§ **Reading text**
By Jerry Okungu
September 26, 2012
Hon. Ferdinand Waititu is the MP for Embakasi and Assistant Minister for Water.
In effect, he is a member of the cabinet appointed by the President of Kenya to that prestigious post.
However, before the police arrest him, before the Director of Public Prosecutions charges him and before President Kibaki sacks him, there is one thing that Kenyans can and must do- strip him of his Mheshimiwa status because he has soiled that title beyond recognition. Instead, Kenyans should give him fresh titles such Ferdinand the street fighter or even better still, Ferdinand the goon! Because that is how he has behaved since he was elected MP for Embakasi.
Some people have likened his behavior to primitive energy but I think it goes beyond that. The man simply has no clue what quality leadership is all about. He has never heard of words like role model, accountability and the need for personal integrity or self respect. In fact of all the politicians that have to date been charged with hate speech, Waititu beats them all in terms of raw character.
While he was holed up in Parliament trying to fake an apology to avoid police arrest, there was a curious footage where he had in the past been interviewed by one of the local TV journalists. When asked why he was always breaking the law by joining slum dwellers in violent activities, he said something to the effect that instant justice saves one from going through the long road to the courts with money and time wasted.
This footage told us something about Waititu- that he cares less about the laws that he and fellow MPs pass in Parliament. On this account alone, he is unfit to be a law maker.
Ferdinand Waititu is a violent politician. And he is not the first one Kenyans have ever elected. We have many of such undesirable characters on both sides of the political divide. In Nairobi, we had his predecessor, the late Mwenje whose violent theatrics bordered on the absurd.

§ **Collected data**
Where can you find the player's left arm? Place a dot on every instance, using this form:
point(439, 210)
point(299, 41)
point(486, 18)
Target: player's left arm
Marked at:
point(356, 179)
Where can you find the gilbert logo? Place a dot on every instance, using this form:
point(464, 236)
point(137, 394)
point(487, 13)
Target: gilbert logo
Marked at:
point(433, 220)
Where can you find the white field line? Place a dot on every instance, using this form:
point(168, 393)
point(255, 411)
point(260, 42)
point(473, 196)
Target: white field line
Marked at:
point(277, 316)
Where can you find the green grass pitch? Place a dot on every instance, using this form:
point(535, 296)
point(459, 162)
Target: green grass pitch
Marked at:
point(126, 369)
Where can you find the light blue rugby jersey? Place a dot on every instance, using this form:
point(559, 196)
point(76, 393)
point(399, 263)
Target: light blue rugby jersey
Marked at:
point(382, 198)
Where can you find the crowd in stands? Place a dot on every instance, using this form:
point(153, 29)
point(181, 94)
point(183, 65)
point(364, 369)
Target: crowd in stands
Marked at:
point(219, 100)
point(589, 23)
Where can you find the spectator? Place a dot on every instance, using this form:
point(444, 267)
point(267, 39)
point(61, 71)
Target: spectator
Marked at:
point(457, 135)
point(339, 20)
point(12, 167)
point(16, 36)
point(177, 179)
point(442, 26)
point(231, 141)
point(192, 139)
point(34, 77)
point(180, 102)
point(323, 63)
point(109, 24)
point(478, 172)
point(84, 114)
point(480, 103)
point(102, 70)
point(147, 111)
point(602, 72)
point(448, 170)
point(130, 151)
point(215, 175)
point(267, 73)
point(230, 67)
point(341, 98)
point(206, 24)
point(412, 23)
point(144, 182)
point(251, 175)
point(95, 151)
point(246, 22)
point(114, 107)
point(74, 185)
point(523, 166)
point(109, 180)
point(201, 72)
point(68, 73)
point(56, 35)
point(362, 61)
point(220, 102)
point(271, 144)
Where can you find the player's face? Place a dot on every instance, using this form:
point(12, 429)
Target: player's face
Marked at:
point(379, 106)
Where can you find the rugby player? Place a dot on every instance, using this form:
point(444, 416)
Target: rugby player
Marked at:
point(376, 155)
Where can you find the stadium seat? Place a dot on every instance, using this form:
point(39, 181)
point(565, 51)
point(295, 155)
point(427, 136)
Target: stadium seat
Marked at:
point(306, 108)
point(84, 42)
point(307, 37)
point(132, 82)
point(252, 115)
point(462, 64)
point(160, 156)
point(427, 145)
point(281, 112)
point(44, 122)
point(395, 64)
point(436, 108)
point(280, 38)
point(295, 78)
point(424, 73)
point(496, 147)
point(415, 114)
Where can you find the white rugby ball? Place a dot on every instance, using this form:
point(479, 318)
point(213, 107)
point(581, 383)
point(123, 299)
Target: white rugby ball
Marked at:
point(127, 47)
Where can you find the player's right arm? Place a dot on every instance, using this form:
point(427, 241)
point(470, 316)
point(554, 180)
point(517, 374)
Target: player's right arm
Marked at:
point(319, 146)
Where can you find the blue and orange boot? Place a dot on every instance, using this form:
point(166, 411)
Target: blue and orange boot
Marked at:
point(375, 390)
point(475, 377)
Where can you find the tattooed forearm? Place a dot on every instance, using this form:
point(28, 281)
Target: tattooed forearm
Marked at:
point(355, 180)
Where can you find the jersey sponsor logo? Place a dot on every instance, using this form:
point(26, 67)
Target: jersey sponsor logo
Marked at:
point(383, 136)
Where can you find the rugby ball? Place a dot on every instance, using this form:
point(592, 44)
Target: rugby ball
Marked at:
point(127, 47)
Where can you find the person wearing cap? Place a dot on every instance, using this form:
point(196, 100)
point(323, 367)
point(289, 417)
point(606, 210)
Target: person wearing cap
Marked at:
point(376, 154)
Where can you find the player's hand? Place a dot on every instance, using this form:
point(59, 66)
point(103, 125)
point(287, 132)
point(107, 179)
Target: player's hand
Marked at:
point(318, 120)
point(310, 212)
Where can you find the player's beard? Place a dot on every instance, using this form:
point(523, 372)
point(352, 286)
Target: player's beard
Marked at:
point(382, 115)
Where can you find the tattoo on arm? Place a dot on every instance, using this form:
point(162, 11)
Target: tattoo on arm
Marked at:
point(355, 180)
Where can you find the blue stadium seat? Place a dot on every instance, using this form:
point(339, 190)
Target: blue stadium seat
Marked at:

§ **Task description**
Rewrite the article on Ferdinand Waititu starting at "By Jerry Okungu" and ending at "MP for Embakasi.", using "senior" in place of "prestigious".

§ **Response to this task**
By Jerry Okungu
September 26, 2012
Hon. Ferdinand Waititu is the MP for Embakasi and Assistant Minister for Water.
In effect, he is a member of the cabinet appointed by the President of Kenya to that senior post.
However, before the police arrest him, before the Director of Public Prosecutions charges him and before President Kibaki sacks him, there is one thing that Kenyans can and must do- strip him of his Mheshimiwa status because he has soiled that title beyond recognition. Instead, Kenyans should give him fresh titles such Ferdinand the street fighter or even better still, Ferdinand the goon! Because that is how he has behaved since he was elected MP for Embakasi.